PERINTAH KERJA 1 ::
Jawablah pertanyaan berikut berdasarkan artikel opini tentang lubang bekas tambang di Samarinda.
(a) Berapa anak yang tercatat menjadi korban jiwa di kolam bekas tambang di kota Samarinda hingga saat ini?
(b) Di kecamatan mana peristiwa jebolnya tanggul penahan air pada tanggal 17 Desember terjadi?
(c) Menurut data Distamben Samarinda, berapa hektare wilayah Samarinda yang telah dikuasai perusahaan tambang, dan oleh berapa perusahaan?

LUBANG
TAMBANG = KUBURAN WARGA SAMARINDA
Artikel opini oleh
: Basir, Miya, Hadi, Mita, Dery dkk
Belakangan ini, warga Kota Samarinda
terus dibayangi dengan rasa perihatin serta geram akibat dari bertambahnya
korban jiwa yang tenggelam di kolam bekas tambang yang ada di kota Samarinda,
tercatat hingga saat ini sudah ada 13 anak yang menjadi korban jiwa dari
kolam-kolam yang banyak mengandung zat
kimia berbahaya tersebut. Jumlah itu belum ditambah dengan korban-korban
dikolam bekas tambang yang ada di kota disekitar Samarinda, Tenggarong
misalnya, tanggal 17 Desember sudah bertambah satu korban jiwa hingga sekarang
menjadi 4 korban jiwa. Dan yang tidak boleh kita abaikan juga adalah korban
dari jebolnya tanggul
penahan
air di bekas lahan tambang batubara
yang
juga terjadi pada tanggal 17 Desember, peristiwa yang terjadi di Kecamatan
Sungai Kunjang ini tak hanya menimbulkan korban jiwa tapi juga menimbulkan
kerugian materi bagi warga yang rumahnya terhantam terjangan air. Lantas ,
sampai kapankah kita akan terus mendengar berita tidak mengenakkan dari lubang
bekas galian tambang ini ?
Image source : www.rappler.com |
Kita semua tahu, tentu tidak akan
ada lubang bekas galian tambang jika proyek tambang tidak ada. Dari sinilah
sebenarnya akar permasalahan kita, mengenai Izin Usaha Tambang. Berdasarkan salah
satu forum yaitu The Asia Foundation menyatakan bahwa Gubernur Kalimantan Timur
telah mengeluarkan memorandum resmi yang mensyaratkan kabupaten – kabupaten
untuk menghentikan pemberian izin – izin pertambangan, penebangan kayu dan
perkebunan, dan memerintahkan audit izin yang sudah di terbitkan ditingkat
kabupaten dan provinsi. Tapi data yang ada dilapangan sungguh bertolak
belakang, sesuai data Dinas Pertambangan dan Energi (Distamben) Samarinda, dari
71.800 hektare luas wilayah Samarinda, sebanyak 27.598 hektare di antaranya
telah dikuasai 63 perusahaan tambang. Jika dipersentasekan, 38,44 persen sudah
dihuni Izin Usaha Tambang (IUP). Sementara, total bukaan lahan (BL) perusahaan
sebanyak 2.589,43 ha, hanya 1.311,37 ha yang sudah direklamasi, sisanya 1.278,05
ha belum reklamasi . Itu baru dari Distamben Samarinda, belum lagi yang
dikeluarkan pemerintah pusat, jika ditotal sekitar 71 persen kawasan Samarinda
sudah dikepung tambang .

PERINTAH KERJA 2 ::
Ubahlah baris-baris entri di bawah menjadi daftar JSON berisi string, satu string untuk setiap baris, dengan baris kosong dihilangkan. Ambil semuanya mulai dari awal entri hingga baris yang memuat "negative clicks: (285, 109) (281, 100)", dan sertakan baris itu sendiri.

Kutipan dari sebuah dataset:
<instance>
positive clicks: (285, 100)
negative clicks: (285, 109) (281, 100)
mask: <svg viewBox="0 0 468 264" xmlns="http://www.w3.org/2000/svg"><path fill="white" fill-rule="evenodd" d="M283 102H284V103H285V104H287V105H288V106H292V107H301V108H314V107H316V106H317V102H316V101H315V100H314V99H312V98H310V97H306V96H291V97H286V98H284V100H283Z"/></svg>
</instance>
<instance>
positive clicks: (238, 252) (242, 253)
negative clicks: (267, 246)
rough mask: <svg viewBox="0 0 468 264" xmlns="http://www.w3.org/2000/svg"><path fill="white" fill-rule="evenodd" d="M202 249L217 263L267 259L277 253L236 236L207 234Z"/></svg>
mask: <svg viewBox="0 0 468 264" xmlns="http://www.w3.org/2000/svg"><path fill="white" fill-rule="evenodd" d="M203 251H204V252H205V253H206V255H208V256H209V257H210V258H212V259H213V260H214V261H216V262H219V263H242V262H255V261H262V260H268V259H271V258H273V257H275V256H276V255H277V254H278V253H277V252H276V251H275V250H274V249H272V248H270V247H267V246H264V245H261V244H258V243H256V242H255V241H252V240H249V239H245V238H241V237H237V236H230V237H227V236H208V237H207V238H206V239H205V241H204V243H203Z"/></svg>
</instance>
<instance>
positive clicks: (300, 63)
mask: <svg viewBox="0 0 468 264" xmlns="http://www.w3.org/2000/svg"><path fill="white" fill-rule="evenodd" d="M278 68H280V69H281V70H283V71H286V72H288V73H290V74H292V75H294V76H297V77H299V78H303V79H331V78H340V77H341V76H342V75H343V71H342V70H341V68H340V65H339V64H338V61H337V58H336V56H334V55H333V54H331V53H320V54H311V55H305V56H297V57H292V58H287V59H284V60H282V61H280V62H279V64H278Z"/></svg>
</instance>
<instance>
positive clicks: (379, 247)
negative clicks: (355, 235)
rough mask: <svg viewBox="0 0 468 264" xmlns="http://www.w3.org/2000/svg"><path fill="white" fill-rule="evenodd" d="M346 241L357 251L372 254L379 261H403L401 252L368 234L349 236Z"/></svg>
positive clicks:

JAWABAN TERTULIS 1 ::
(a) 13 anak.
(b) Kecamatan Sungai Kunjang.
(c) 27.598 hektare, dikuasai oleh 63 perusahaan tambang.

JAWABAN TERTULIS 2 ::
[
  "<instance>",
  "positive clicks: (285, 100)",
  "negative clicks: (285, 109) (281, 100)"
]